*Given data:*
========
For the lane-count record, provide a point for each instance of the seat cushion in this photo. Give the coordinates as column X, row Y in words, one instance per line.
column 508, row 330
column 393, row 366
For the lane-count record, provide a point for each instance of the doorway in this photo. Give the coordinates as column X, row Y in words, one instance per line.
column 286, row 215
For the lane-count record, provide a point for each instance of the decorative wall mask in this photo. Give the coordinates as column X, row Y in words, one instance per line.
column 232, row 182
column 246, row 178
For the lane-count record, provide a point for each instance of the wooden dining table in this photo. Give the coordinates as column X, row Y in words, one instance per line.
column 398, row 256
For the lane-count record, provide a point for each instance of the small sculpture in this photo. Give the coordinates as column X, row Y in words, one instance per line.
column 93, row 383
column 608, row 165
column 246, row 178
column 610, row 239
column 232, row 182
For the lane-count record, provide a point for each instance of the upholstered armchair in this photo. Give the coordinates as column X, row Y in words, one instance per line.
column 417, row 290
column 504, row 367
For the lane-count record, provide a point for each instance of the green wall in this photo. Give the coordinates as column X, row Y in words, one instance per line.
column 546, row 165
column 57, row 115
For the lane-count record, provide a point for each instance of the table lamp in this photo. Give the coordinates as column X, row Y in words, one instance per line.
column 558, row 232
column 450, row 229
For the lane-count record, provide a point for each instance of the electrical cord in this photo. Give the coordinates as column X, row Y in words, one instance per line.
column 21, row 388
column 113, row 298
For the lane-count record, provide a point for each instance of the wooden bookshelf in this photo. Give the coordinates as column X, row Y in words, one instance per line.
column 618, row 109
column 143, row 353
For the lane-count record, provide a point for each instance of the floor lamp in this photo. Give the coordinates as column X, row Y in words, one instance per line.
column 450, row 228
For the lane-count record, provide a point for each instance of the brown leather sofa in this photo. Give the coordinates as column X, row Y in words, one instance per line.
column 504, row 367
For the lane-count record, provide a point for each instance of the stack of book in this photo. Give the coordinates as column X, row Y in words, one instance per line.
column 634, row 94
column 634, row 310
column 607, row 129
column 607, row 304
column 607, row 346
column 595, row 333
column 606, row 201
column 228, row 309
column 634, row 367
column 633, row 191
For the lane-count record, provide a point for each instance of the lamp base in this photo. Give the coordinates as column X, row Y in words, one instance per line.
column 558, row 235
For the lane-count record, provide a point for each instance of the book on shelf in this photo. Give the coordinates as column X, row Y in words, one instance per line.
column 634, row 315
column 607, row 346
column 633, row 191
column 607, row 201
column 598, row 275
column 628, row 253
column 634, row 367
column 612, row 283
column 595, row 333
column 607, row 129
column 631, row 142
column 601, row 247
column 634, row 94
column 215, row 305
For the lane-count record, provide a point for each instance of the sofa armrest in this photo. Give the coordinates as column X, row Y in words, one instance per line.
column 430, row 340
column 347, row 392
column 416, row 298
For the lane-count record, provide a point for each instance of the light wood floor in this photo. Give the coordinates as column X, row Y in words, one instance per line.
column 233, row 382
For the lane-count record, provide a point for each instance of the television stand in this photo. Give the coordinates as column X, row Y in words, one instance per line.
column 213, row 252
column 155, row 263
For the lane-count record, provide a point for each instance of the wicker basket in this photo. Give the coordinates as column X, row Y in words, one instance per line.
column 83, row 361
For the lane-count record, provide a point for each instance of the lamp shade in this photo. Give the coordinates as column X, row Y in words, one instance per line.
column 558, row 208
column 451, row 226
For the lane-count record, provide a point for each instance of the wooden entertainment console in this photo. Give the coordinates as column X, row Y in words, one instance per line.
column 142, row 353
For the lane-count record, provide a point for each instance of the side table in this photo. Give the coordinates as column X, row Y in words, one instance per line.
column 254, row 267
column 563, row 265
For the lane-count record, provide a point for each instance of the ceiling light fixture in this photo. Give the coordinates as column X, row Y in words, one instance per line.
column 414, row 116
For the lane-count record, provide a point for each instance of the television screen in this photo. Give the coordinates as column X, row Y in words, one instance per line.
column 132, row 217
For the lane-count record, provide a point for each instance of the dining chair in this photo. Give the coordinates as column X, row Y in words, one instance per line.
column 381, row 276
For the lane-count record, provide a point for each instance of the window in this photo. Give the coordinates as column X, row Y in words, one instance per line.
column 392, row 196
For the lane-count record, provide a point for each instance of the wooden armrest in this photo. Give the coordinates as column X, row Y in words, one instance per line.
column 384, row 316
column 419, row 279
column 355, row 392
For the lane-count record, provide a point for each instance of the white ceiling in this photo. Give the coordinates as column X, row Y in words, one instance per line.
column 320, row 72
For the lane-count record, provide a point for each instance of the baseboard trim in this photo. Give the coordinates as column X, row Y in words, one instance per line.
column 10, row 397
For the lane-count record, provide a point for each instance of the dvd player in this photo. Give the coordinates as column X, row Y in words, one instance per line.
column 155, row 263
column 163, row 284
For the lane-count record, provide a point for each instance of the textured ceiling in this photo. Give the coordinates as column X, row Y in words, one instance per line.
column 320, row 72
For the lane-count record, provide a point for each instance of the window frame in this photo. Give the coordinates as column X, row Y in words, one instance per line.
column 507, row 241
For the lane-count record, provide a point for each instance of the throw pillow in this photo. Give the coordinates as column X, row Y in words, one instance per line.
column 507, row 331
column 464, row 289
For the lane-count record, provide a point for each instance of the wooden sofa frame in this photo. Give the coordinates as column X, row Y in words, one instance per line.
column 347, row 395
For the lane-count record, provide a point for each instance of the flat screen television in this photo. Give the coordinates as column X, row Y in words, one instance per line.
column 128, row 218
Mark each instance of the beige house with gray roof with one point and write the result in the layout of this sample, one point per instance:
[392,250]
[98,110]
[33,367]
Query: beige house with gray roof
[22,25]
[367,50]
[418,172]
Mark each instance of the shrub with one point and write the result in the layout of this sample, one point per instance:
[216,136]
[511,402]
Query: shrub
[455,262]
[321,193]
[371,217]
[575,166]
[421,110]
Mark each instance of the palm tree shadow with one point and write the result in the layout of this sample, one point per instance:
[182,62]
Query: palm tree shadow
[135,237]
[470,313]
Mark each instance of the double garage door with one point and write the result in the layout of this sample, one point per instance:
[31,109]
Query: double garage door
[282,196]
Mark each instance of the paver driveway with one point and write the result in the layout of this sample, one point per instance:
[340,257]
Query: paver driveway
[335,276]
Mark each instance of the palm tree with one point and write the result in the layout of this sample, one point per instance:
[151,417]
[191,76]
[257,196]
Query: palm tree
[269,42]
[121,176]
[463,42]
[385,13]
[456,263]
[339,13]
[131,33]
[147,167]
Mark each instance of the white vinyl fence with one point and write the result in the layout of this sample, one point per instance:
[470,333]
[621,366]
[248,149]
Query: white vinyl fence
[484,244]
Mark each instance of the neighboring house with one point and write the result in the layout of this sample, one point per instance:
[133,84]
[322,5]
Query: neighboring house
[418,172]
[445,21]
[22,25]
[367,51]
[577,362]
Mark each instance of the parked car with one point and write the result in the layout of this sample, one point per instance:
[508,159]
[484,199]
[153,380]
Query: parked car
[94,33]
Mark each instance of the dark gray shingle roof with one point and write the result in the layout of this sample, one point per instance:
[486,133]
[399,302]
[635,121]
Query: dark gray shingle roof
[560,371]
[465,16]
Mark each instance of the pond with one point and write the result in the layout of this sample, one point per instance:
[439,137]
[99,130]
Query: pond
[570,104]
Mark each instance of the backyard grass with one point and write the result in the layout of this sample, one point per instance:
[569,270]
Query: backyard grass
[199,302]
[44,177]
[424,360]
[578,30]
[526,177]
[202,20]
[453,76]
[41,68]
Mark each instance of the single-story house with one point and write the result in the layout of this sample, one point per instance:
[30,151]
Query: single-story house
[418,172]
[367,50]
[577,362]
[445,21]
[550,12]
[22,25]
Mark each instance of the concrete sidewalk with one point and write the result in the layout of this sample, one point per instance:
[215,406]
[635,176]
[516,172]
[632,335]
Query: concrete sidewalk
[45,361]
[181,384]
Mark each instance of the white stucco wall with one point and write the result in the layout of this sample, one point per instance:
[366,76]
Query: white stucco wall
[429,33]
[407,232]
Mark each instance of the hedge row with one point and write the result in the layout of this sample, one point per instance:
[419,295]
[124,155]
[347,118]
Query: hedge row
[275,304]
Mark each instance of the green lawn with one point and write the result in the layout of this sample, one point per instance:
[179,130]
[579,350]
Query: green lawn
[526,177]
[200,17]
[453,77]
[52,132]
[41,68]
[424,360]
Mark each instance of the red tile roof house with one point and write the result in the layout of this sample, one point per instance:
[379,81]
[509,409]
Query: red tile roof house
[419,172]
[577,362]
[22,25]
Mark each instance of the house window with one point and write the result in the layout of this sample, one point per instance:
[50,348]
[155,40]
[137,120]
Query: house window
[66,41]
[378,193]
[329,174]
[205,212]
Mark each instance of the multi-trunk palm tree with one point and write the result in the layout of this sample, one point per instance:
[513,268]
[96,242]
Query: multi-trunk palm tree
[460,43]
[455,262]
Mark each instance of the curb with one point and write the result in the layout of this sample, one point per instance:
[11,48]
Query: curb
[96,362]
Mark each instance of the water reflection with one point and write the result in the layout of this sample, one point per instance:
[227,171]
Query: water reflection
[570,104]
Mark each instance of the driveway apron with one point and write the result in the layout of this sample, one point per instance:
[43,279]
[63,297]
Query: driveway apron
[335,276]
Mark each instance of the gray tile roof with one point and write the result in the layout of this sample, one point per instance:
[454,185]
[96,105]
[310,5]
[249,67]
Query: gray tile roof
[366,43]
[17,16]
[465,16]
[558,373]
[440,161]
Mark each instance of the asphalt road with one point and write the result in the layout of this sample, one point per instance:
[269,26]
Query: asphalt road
========
*Exercise description:* Your output should be the lines from the one with "Mark each instance of the gray" through the end of the records above, copied exactly.

*Response area:*
Mark each instance of the gray tile roof with one point and write the result in the layout of this sample, one point per instance:
[454,185]
[96,105]
[310,5]
[249,67]
Query: gray tile roof
[366,43]
[17,16]
[465,16]
[558,373]
[440,161]
Mark each instance of the asphalt road with one point and write the result in the layout of this sample, one point per instance:
[269,26]
Query: asphalt road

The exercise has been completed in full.